## Begin

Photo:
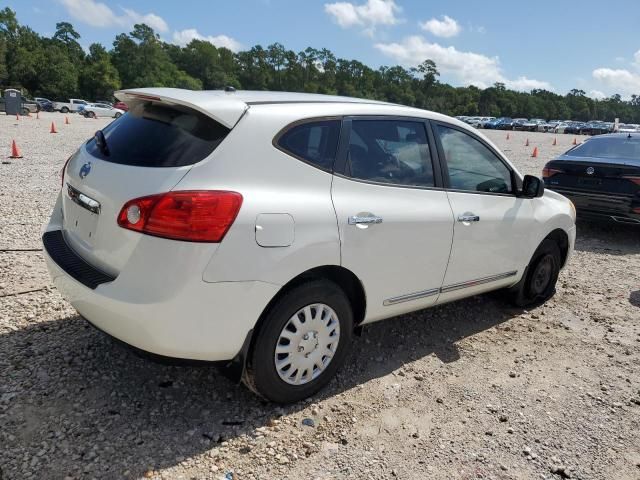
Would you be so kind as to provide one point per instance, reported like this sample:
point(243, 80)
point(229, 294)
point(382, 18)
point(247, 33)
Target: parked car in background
point(253, 240)
point(71, 105)
point(574, 127)
point(45, 104)
point(596, 128)
point(532, 125)
point(518, 123)
point(28, 106)
point(121, 105)
point(479, 122)
point(628, 128)
point(504, 123)
point(601, 177)
point(93, 110)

## End

* _Task instructions_: Update the items above by swapping "parked car" for "stationary vehicle" and keeping every other line, points included, the same. Omit the pictures from your version.

* _Correct answer_:
Photo:
Would you be so kind as to provide one point per instance, reported like this sample:
point(243, 80)
point(229, 294)
point(382, 18)
point(247, 33)
Target: stationary vehicle in background
point(253, 240)
point(71, 105)
point(574, 127)
point(45, 104)
point(596, 128)
point(532, 125)
point(518, 123)
point(28, 106)
point(121, 105)
point(479, 122)
point(628, 128)
point(504, 123)
point(601, 177)
point(93, 110)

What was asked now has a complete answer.